### TEXTO DE ORIGEN
Rousseau, en “El contrato
social”, refiere a este hecho diciendo que “en
un estado bien gobernado hay pocos castigos, no porque se concedan muchas
gracias, sino porque hay pocos criminales. La excesiva frecuencia de crímenes
asegura su impunidad cuando el estado decae”.
Vayamos a los números. Foucault
nos brinda algunos datos interesantes en “Vigilar y Castigar” que sirven
perfectamente para ilustrar el estado situación. La ordenanza de 1670 en
Francia es la que le da el marco a las penas y a cómo se desarrollarán los
suplicios. Según sabemos, a través de esta obra, tan sólo un 10% de los
crímenes denunciados terminaban en suplicio. La gran mayoría de las penas tenía
como castigo el destierro (un 50% de los casos), y otro tanto, recibía una
multa económica.
No es muy difícil concluir que la
baja tasa de criminalidad se debía al efecto coercitivo de la justicia. Volvamos
al inicio: había que ser muy valiente para mandarse una macana en esos tiempos.
Por delitos que hoy ni siquiera son denunciados, una persona podía terminar
muriendo ahorcada o quemada. Ni hablar de los asesinos. Les conté lo del
desmembramiento por cuatro caballos, pero hay relatos aún más atroces. Hay
casos de acusados que eran torturados durante días y días, desde privarlos de
agua y comida, atenazarle distintas partes de su cuerpo, hacerlo agonizar
durante horas en la rueda, degollarlo vivo, romperle la cabeza con una maza.
Incluso el suplicio a veces continuaba una vez ya muerto el acusado. Se
supliciaba el cadáver.

### DATOS PROPORCIONADOS
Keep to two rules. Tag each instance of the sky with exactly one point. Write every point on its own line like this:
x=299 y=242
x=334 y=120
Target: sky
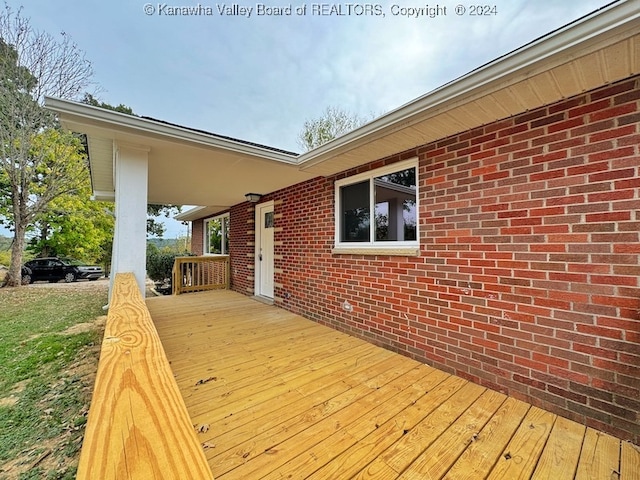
x=256 y=71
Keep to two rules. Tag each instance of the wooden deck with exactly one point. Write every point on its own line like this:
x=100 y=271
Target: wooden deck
x=273 y=395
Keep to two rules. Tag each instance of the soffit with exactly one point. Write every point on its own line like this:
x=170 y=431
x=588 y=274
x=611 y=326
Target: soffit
x=185 y=172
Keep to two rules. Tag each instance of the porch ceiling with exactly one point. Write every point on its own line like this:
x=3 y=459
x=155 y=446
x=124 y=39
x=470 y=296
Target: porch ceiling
x=185 y=166
x=280 y=396
x=198 y=168
x=601 y=48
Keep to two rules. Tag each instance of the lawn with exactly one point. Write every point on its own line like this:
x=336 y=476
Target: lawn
x=49 y=346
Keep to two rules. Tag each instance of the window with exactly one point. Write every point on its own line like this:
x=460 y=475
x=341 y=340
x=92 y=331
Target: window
x=216 y=235
x=378 y=208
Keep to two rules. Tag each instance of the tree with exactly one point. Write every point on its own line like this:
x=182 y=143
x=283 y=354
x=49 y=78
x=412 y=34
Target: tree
x=331 y=124
x=33 y=153
x=75 y=226
x=154 y=227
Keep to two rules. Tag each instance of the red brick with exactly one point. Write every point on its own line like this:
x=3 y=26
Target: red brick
x=549 y=257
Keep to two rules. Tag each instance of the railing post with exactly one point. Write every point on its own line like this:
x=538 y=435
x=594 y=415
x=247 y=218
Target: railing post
x=196 y=274
x=138 y=425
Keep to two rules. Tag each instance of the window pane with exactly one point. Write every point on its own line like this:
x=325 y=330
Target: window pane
x=225 y=224
x=354 y=202
x=214 y=234
x=395 y=206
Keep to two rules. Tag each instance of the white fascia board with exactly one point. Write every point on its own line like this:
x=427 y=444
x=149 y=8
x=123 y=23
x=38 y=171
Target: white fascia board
x=102 y=196
x=560 y=41
x=119 y=121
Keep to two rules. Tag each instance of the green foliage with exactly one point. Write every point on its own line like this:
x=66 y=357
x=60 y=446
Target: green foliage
x=331 y=124
x=159 y=265
x=154 y=227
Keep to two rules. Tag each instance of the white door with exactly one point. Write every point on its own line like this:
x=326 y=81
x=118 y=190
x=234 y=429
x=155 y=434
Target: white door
x=264 y=250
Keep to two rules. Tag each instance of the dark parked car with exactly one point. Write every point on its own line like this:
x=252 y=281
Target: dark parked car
x=54 y=269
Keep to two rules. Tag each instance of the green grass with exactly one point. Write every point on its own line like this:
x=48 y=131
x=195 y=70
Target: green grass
x=45 y=368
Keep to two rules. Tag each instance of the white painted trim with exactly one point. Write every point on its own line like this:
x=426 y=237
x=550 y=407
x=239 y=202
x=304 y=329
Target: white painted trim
x=205 y=239
x=562 y=41
x=257 y=288
x=130 y=235
x=346 y=247
x=116 y=120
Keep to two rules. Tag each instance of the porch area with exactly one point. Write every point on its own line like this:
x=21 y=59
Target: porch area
x=272 y=395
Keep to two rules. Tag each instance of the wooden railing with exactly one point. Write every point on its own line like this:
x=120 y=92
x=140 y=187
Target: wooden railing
x=196 y=274
x=138 y=425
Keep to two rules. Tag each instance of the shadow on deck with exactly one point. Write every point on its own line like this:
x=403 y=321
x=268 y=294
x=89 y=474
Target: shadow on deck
x=273 y=395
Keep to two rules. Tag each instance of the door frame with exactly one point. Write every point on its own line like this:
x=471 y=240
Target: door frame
x=260 y=209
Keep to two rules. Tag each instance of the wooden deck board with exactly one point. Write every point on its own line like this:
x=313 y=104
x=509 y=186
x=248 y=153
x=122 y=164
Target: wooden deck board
x=279 y=396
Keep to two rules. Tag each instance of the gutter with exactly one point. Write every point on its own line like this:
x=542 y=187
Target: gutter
x=560 y=41
x=102 y=118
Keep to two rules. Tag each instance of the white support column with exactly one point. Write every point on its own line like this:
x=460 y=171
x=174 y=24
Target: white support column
x=130 y=236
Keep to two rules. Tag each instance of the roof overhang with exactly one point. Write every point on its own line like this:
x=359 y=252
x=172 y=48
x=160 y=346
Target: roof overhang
x=600 y=48
x=190 y=167
x=186 y=167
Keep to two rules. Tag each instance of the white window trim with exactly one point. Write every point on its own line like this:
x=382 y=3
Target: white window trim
x=405 y=248
x=205 y=230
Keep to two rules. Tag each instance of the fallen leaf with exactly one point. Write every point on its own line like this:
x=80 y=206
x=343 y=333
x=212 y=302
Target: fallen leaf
x=207 y=380
x=202 y=428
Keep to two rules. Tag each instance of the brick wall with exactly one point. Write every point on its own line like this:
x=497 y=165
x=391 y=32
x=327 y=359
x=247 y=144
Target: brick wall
x=527 y=281
x=197 y=237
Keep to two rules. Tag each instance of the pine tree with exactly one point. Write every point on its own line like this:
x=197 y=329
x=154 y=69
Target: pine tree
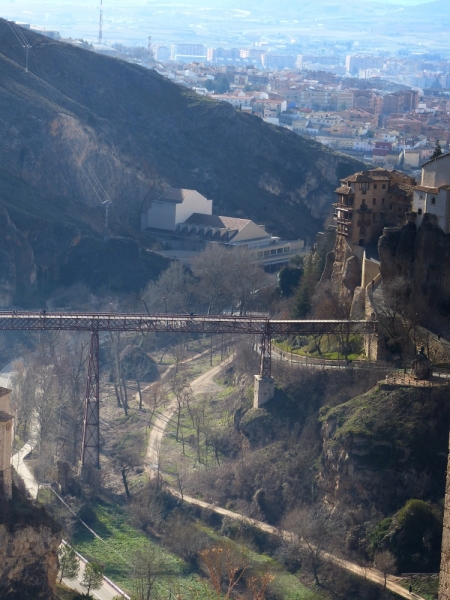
x=437 y=151
x=302 y=304
x=92 y=577
x=69 y=565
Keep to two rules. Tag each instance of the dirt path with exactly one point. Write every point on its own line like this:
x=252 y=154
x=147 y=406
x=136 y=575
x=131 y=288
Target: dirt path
x=205 y=384
x=202 y=385
x=366 y=572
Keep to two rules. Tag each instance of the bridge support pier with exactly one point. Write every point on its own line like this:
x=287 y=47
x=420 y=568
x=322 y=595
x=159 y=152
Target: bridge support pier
x=264 y=388
x=90 y=448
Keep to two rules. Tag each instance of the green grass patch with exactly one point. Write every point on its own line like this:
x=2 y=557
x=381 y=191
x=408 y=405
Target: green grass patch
x=122 y=542
x=423 y=585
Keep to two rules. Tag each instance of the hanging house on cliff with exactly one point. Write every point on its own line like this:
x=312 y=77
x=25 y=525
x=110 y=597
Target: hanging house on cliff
x=370 y=200
x=433 y=194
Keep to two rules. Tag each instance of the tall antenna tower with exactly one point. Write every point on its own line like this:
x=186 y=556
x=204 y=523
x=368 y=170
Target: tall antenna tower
x=100 y=24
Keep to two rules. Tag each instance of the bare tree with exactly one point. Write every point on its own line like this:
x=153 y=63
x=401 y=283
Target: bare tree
x=211 y=266
x=116 y=370
x=181 y=476
x=172 y=292
x=182 y=391
x=128 y=451
x=386 y=563
x=148 y=567
x=246 y=277
x=224 y=563
x=313 y=527
x=156 y=397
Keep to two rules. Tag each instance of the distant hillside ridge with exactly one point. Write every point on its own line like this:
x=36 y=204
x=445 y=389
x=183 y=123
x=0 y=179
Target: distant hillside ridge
x=76 y=113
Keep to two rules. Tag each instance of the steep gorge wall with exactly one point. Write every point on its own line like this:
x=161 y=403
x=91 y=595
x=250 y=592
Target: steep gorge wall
x=29 y=541
x=420 y=256
x=28 y=562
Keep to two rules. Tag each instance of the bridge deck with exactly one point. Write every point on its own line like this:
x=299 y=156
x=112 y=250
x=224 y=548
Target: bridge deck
x=35 y=320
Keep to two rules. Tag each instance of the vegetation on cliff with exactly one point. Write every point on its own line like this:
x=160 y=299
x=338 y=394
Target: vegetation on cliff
x=80 y=127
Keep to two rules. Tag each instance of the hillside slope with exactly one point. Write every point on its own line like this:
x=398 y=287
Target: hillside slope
x=77 y=112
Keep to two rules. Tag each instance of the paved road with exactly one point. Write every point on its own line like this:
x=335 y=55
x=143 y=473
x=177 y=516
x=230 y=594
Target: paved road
x=202 y=384
x=5 y=376
x=199 y=385
x=108 y=589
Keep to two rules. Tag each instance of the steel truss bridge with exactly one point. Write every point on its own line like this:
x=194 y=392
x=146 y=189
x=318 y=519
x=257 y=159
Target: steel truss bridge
x=175 y=323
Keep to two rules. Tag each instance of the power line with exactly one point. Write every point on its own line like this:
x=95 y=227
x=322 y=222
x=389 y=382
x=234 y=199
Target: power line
x=21 y=39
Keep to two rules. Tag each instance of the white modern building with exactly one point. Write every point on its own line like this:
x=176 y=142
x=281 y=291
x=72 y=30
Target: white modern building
x=174 y=207
x=433 y=193
x=183 y=222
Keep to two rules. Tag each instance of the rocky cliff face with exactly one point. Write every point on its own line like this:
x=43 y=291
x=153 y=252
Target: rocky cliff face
x=78 y=116
x=29 y=562
x=385 y=447
x=29 y=541
x=421 y=257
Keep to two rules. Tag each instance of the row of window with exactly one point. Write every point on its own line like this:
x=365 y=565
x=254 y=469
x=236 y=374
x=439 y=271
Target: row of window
x=272 y=252
x=364 y=187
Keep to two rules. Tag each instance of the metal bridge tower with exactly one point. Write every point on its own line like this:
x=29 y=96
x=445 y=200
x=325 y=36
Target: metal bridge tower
x=100 y=24
x=90 y=456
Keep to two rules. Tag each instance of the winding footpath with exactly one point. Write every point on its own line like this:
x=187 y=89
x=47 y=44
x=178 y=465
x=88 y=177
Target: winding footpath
x=109 y=590
x=203 y=384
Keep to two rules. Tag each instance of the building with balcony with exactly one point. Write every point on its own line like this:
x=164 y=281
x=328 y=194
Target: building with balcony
x=433 y=193
x=370 y=200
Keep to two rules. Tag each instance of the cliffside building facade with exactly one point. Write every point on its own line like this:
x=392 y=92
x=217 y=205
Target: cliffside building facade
x=368 y=201
x=433 y=193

### EJERCICIOS PROPUESTOS
A - Enumere todas las formas de tortura que el texto sobre los suplicios menciona en la oración que comienza con «Hay casos de acusados».
B - Indique si cada afirmación concuerda con el texto sobre los suplicios. Responda sí o no y cite textualmente las palabras que lo deciden.
(i) Solo un 10% de los crímenes denunciados terminaba en suplicio.
(ii) La ordenanza de 1670 regía en España.
(iii) El suplicio terminaba siempre con la muerte del acusado.
C - Prosiga el texto sobre los suplicios a partir de su última oración.

### RESPUESTAS POR EJERCICIO
A -
- privarlos de agua y comida
- atenazarle distintas partes de su cuerpo
- hacerlo agonizar durante horas en la rueda
- degollarlo vivo
- romperle la cabeza con una maza

B -
(i) Sí: «tan sólo un 10% de los crímenes denunciados terminaban en suplicio».
(ii) No: «La ordenanza de 1670 en Francia».
(iii) No: «Incluso el suplicio a veces continuaba una vez ya muerto el acusado».

C -
La figura del verdugo no es
menor. Era algo así como “el campeón del
rey”, dice Foucault. Este personaje cumplía un rol clave. A él le era
permitido cometer un crimen con la mayor violencia jamás vista, y esa violencia
era absolutamente legal. Él tenía que superar la violencia del crimen que había
dado origen a ese castigo. Tenía que subir la apuesta. “El verdugo era el agente de una violencia que se aplicaba, para
dominarla, a la violencia del crimen”. Sabían, ya en esa época, que por los
medios que fuera, tenían que aplacar cualquier acto de sublevación contra las
normas sociales. ¿Conocían el posible desenlace?
Cuando Foucault dice que, por
medio del suplicio, el poder soberano buscaba reactivar su poder, es sumamente
interesante porque da justo en el clavo. No se trata, solamente, de aplicar
justicia. Cada acto criminal desafía al orden en su totalidad. Cada criminal
que se sale del código, de la norma, infringe una ley, es un enemigo público.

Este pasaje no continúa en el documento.